*** TEXT ***

Combine the breathtaking excitement of a speeding horse, the powerful elegance of dressage, and the sheer complexity of maneuvering obstacles on horseback and you've got Working Equitation, or WE, one of the fastest growing disciplines in equine sport. Mix that with an international line-up of competitors riding in a beautiful venue for more than $100,000 in prize money and you had me at "WEeeeee."
I am NOT going to miss the 2016 Haras Cup presented by Haras Dos Cavaleiros, the premier competition for Working Equitation in North America. The third annual Haras Cup will pit horse and rider duos in a series of competitions designed to test their meddle Oct. 14-16 at Haras Dos Cavaleiros in Magnolia, Texas, and I am totally in.
I've been a fan of Working Eq for years. My little Lusitano, Universo do Bosque, aka Uno, is a former Brazilian WE horse and I have taken lessons in the sport in the U.S., Brazil and Portugal. Working Equitation is based on techniques used in countries where riders rely on their horses for ranch and fieldwork. Pioneered in Portugal, Spain, France and Italy, Working Equitation seeks to preserve each nation's equestrian heritage along with cultural traditions and native tack and attire. The first international competition was held in 1996, and the sport has gained popularity in Europe as well as the Americas.
One of the cool things about Working Eq is that horses and riders are expected to be consistent in their tack and attire choices while paying homage to heritage. I've ridden Uno in a Portuguese saddle and bridle while I sat astride in my traditional Portuguese country riding attire (complete with trousers AND a skirt) while my friend rides her horses in a Western saddle wearing chinks and a cowboy (or is it a cowgirl?) hat.
Working Equitation consists of three or four different phases of competition, depending on the level of prowess. Dressage, Ease of Handling and Speed Trials are integral to every level, and Cattle Work is part of the more advanced levels of competition.
In the Dressage phase, a pattern of required movements is ridden and each movement is awarded a numerical score with additional marks given for impulsion, rider's position and the horse's obedience. As horses and riders progress up the levels, the requirements increasingly test their skills. In the Ease of Handling phase, the horse and rider team must navigate a series of obstacles to simulate difficulties encountered in the fields by working ranch hands. The duo must negotiate the obstacles which may include gates, jumps, bridges, barrels and poles with accuracy as well as style and finesse.
In the Speed Trials phase, these same obstacles are ridden at top speed with reduced marks for improper maneuvering through the obstacles and slow time. The Cattle Work phase, used for the most advanced levels in competition, tests the horse and rider's skill at working cattle both individually and as a team. They must sort, cut and herd cattle in timed events to earn their scores. To see the prize list, click here.
Not only will the three days of the Haras Cup feature thrilling riding, there will be a cocktail party and gala (I hear it's a spectacular affair), and a children's entertainment and educational area, as well as food and shopping (two of my favorite things!) at vendor booths on site. There is even a Hat Derby where spectators get to show off their fancy chapeaux. And in the true spirit of paying it forward, the Haras Cup supports Be An Angel Fund, a charity that serves thousands of special needs children throughout Texas by providing specialized programs, services and equipment.

*** End of TEXT ***
*** RAW DATA ***

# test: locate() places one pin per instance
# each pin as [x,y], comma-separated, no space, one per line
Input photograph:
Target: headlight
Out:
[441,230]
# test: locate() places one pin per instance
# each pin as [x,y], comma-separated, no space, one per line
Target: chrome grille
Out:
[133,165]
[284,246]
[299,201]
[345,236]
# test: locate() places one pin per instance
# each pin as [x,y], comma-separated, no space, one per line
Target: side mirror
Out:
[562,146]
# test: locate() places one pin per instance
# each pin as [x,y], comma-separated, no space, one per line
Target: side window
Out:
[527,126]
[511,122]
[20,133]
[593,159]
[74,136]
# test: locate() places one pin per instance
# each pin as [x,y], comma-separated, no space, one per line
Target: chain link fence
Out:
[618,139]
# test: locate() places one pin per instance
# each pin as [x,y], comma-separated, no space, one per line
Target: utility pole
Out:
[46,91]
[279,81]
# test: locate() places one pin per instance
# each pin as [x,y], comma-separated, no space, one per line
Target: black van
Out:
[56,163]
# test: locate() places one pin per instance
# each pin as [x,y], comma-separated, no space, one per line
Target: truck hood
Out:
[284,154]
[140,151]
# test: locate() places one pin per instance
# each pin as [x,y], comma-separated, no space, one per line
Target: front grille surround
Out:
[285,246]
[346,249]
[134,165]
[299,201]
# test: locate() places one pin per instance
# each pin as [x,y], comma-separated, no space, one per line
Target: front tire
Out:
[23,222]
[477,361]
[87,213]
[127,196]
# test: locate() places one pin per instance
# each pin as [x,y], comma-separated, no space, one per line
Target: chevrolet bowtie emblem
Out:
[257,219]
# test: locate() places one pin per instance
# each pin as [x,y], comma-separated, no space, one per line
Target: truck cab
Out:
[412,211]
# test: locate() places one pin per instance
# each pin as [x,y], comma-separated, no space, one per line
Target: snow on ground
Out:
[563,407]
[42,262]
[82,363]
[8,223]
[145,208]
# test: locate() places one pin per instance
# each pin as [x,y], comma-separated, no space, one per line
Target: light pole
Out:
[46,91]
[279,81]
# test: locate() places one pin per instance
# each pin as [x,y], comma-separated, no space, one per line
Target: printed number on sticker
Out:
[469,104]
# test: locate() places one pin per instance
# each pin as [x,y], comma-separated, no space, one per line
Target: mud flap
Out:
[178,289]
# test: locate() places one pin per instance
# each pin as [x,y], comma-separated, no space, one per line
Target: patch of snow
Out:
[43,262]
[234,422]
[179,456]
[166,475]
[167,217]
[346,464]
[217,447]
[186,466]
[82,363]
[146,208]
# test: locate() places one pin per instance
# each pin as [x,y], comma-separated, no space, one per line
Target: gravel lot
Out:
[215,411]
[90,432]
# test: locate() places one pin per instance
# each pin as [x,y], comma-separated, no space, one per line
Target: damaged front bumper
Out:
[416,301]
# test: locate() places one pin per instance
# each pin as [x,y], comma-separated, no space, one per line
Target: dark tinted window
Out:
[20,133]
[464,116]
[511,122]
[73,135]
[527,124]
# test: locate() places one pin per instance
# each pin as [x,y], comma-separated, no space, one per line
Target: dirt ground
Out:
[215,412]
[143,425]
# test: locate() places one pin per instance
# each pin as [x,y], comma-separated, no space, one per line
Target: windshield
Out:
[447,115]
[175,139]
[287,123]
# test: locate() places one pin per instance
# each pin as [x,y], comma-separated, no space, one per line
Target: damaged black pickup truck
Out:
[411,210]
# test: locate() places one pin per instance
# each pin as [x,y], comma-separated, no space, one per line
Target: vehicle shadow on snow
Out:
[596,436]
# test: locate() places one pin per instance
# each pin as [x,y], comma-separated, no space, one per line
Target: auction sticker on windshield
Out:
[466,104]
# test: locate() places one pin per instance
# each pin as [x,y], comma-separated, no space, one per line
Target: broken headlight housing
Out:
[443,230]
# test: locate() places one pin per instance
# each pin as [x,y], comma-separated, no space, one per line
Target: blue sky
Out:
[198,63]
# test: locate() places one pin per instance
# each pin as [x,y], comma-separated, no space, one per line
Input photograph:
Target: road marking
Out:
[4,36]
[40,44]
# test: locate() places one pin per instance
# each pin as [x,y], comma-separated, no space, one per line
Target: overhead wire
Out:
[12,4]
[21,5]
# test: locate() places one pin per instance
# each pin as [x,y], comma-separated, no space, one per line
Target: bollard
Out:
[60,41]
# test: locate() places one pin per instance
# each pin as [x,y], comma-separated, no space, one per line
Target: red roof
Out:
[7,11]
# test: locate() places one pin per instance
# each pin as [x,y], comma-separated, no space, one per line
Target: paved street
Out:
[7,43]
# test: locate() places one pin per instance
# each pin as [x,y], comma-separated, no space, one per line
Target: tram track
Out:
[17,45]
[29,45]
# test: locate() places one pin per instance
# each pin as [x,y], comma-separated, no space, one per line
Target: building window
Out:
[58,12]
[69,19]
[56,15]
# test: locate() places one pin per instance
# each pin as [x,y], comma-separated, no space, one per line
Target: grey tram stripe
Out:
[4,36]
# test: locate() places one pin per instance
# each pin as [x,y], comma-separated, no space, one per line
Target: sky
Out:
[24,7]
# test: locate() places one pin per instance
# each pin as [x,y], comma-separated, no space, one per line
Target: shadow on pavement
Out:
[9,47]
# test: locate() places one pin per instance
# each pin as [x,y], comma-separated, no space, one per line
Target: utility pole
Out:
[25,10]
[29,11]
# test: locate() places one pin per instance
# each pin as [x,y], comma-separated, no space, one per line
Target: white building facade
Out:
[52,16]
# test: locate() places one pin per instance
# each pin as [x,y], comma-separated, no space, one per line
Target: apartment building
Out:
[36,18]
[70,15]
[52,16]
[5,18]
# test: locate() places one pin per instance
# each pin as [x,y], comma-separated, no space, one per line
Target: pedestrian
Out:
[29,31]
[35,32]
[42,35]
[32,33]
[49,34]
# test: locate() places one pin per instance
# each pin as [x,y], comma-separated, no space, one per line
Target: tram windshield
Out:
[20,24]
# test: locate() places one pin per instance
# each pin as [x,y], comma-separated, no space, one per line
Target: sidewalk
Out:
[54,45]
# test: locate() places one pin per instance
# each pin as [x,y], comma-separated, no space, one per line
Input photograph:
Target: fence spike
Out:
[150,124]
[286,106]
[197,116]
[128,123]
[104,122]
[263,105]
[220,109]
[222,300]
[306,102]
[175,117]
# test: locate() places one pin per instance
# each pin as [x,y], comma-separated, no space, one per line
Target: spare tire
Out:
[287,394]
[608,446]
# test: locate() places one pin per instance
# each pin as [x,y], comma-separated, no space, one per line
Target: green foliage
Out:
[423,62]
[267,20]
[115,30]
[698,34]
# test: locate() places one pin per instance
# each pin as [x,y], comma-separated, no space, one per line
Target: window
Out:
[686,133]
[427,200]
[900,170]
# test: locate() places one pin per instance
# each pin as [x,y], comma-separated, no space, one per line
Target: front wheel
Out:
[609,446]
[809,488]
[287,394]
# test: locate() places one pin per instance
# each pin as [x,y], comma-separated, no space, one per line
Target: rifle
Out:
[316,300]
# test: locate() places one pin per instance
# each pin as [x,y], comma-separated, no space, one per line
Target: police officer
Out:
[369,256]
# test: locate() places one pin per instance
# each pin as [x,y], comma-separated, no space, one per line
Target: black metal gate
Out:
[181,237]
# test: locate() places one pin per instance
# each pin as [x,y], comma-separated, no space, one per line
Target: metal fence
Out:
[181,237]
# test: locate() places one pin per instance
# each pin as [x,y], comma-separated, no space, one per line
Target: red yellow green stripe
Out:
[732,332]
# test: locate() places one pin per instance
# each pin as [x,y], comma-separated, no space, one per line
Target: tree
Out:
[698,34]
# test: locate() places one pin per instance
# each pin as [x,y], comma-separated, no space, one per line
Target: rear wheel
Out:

*** End of RAW DATA ***

◆ WHAT NEEDS TO BE DONE:
Decide whether each statement agrees with the Working Equitation text. For each, answer yes or no and quote the words of the text that settle it. (a) The first international Working Equitation competition took place in 1996. (b) Cattle Work is part of every level of competition. (c) The Haras Cup supports a charity for special needs children in Texas. None of the items matter for this work.

◆ TASK OUTPUT:
(a) Yes: "The first international competition was held in 1996"
(b) No: "Cattle Work is part of the more advanced levels of competition"
(c) Yes: "a charity that serves thousands of special needs children throughout Texas"